→ Your goal: Set the data down again so that every line matches exactly.

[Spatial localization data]
== Segment start ==

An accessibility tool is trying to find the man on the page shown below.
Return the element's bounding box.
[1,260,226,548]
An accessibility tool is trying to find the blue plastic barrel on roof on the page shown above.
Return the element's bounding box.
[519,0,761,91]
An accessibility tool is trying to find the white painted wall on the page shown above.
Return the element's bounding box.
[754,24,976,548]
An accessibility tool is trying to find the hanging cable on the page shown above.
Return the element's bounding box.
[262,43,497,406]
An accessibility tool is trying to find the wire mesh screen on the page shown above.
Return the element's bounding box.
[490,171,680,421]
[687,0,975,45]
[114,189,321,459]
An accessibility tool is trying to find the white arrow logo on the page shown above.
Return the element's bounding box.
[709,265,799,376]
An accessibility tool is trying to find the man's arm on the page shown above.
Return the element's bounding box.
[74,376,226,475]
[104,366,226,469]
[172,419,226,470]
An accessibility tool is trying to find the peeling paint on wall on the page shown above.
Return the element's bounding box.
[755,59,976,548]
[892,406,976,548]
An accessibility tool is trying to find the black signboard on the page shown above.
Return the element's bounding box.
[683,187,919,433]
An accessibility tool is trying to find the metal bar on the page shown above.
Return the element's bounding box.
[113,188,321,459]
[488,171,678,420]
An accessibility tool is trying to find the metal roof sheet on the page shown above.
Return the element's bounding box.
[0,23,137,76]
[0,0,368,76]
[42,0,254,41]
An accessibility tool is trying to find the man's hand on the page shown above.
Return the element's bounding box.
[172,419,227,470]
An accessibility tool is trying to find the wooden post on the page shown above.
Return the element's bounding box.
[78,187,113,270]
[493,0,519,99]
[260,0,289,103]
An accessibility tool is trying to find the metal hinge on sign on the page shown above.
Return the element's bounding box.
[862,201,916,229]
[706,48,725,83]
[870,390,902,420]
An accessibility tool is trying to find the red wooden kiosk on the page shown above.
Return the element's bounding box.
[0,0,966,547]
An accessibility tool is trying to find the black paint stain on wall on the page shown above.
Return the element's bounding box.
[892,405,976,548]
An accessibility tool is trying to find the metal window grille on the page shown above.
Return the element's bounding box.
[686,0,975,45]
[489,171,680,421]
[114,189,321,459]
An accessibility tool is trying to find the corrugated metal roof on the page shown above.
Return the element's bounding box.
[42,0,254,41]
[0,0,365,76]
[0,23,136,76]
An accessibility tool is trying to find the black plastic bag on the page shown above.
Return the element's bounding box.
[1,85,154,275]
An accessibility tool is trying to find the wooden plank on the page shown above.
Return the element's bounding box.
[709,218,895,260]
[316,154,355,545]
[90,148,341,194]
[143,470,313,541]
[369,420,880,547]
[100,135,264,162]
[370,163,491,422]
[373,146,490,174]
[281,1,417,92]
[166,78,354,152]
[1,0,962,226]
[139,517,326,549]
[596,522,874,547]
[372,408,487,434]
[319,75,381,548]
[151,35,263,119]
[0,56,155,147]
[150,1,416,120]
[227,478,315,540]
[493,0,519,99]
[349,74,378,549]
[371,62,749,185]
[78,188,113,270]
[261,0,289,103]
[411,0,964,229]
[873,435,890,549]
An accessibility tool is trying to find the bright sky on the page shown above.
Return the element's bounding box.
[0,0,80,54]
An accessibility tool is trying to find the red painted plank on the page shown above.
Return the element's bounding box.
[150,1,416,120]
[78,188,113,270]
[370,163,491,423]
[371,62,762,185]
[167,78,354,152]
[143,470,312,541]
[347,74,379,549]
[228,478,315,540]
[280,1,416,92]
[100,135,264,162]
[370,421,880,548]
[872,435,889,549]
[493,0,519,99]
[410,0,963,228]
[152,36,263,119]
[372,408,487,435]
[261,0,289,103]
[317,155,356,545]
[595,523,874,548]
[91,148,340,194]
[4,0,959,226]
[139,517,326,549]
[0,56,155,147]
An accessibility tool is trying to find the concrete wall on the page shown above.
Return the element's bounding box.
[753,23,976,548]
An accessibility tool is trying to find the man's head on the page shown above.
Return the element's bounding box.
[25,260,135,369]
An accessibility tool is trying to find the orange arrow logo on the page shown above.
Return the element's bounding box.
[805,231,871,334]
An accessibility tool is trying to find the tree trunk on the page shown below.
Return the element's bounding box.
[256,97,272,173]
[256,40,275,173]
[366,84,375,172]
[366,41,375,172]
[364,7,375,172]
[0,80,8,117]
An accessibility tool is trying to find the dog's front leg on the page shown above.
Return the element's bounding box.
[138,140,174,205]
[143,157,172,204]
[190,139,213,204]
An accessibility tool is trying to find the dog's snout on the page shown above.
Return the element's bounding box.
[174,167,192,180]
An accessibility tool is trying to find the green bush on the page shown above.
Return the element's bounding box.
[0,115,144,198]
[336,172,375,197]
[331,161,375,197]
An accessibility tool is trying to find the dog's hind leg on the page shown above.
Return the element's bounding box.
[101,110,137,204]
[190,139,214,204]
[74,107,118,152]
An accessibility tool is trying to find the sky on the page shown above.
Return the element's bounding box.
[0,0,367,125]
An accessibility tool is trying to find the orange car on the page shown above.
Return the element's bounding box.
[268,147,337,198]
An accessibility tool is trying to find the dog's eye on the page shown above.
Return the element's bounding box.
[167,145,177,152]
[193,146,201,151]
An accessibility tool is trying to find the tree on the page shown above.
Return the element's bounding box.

== Segment end ==

→ Answer to this task:
An accessibility tool is trying to find the man on the page shown below.
Return the element's bounding box.
[1,260,226,548]
An accessibility tool is trying to find the blue plastic barrel on roof on the page shown above.
Return the element's bounding box.
[519,0,761,91]
An accessibility tool is trying to find the white painted wall on the page shown above.
Return the element's bounding box.
[754,24,976,548]
An accessibility tool is trying to find the hanging cable on the page shown above.
Return the element's bounding box.
[262,43,497,406]
An accessibility tool is trying to find the wire mesh screen on the page shown above.
Return the element's bounding box.
[490,171,680,421]
[687,0,975,45]
[114,189,321,459]
An accessibility tool is trying to find the white arrow logo on the page shown above.
Return the element's bounding box.
[709,265,799,376]
An accessibility tool is trying to find the man's arm on the page shown above.
Return the element's bounding box.
[74,376,226,475]
[104,366,226,469]
[172,419,226,470]
An accessibility tool is trying to find the peeling paint on wall on the page shown above.
Return the element's bounding box.
[755,59,976,548]
[892,406,976,548]
An accessibility tool is trying to find the black signboard on the page shown above.
Return the element's bounding box.
[683,187,919,433]
An accessibility tool is trying to find the metal bar on the page shown above.
Return the element's bounding box.
[113,188,321,459]
[488,171,678,420]
An accessibility tool is trying to find the metal roof sheet on the page shown above.
Return the element's bounding box.
[0,23,137,76]
[0,0,368,76]
[42,0,254,41]
An accessibility tool is trying to find the man's hand on the page shown above.
Return the element's bounding box.
[172,419,227,470]
An accessibility tool is trying to find the wooden post on the page shown above.
Return the element's bounding box.
[78,187,113,270]
[493,0,519,99]
[260,0,289,103]
An accessibility tool is trying to find the metal hinge on sign on the page shown above.
Return the element's bounding box.
[862,201,916,229]
[706,48,725,83]
[870,390,902,420]
An accessibility tool is trying to find the red wooden kiosk on the page shown above.
Return the element's bounding box.
[0,0,966,547]
An accessibility tool is trying to find the black paint stain on wall on the page shown above.
Return the element's bounding box.
[892,405,976,548]
An accessibility tool is trying to find the metal window grille on the page shown above.
Return the element's bounding box.
[686,0,975,45]
[489,171,680,421]
[114,189,321,459]
An accessibility tool is trying to find the corrugated metal roof on the page shown above.
Return the element's bounding box.
[42,0,254,41]
[0,0,365,76]
[0,23,136,76]
An accessibility tool is trying to find the black plastic bag on the page shown above.
Return the element's bounding box.
[1,85,154,275]
An accessibility tool is trying to find the wooden plank on the page shown above.
Return the element's bounding box.
[709,218,895,260]
[316,154,355,545]
[90,148,341,194]
[143,470,313,541]
[369,420,880,547]
[100,135,264,162]
[370,163,491,422]
[373,146,490,174]
[281,1,417,92]
[166,78,354,152]
[1,0,962,226]
[139,517,326,549]
[596,522,874,547]
[372,408,487,434]
[319,75,381,548]
[151,35,263,119]
[0,56,155,147]
[150,1,416,120]
[227,478,315,540]
[493,0,519,99]
[349,74,378,549]
[371,62,749,185]
[78,188,113,270]
[261,0,289,103]
[411,0,964,229]
[873,435,890,549]
An accessibility tool is trying to find the bright sky on the page shown above.
Return the element's bounding box.
[0,0,80,54]
An accessibility tool is trying to find the red painted plank on the page shown above.
Return the element's bounding box.
[150,1,416,120]
[78,188,113,270]
[370,163,491,423]
[371,62,762,185]
[167,78,354,152]
[143,470,312,541]
[347,74,379,549]
[228,478,315,540]
[280,1,416,92]
[100,135,264,162]
[370,421,880,548]
[872,435,889,549]
[493,0,519,99]
[410,0,963,228]
[152,36,263,119]
[372,408,487,435]
[261,0,289,103]
[317,155,356,545]
[595,523,874,548]
[91,148,340,194]
[4,0,959,226]
[139,517,326,549]
[0,56,155,147]
An accessibility tool is trying to find the concrete wall on the page shown above.
Return the element's bounding box.
[753,23,976,548]
An accessibility tool is trying to find the man's head on the page shown above.
Return the element's bounding box.
[25,260,135,369]
An accessibility tool is trying to find the orange arrow logo on the page shown above.
Return the element's bounding box.
[805,231,871,334]
An accessibility tool is trying to find the tree trunk on the page shown below.
Return the element's bounding box.
[256,97,272,173]
[256,40,275,173]
[366,84,375,172]
[366,41,375,172]
[364,7,375,172]
[0,80,8,117]
An accessibility tool is trying to find the dog's front leg on the page shown above.
Return the element's bounding box.
[138,140,174,205]
[143,157,172,204]
[190,139,213,204]
An accessibility tool is trying to find the dog's snout on the page shown above.
Return the element's bounding box.
[174,167,192,180]
An accessibility tool is trying to find the green bush on the page shown above.
Return the element's bounding box.
[0,115,144,198]
[336,172,375,197]
[331,161,375,197]
An accessibility tool is trying to find the dog's hind leg on the page shown above.
Return the element's bounding box.
[101,110,137,204]
[190,139,214,204]
[74,107,118,152]
An accessibility tool is trying to find the sky on the page shown above.
Return the element's bounding box.
[0,0,367,125]
An accessibility tool is trying to find the orange car on the page shown above.
Return the element's bounding box.
[268,147,337,198]
An accessibility tool is trying to find the dog's eye on the page shown above.
Return the element's bounding box.
[167,145,177,152]
[193,146,201,151]
An accessibility tool is trying to find the tree on the page shown above.
Return the element's bounding box.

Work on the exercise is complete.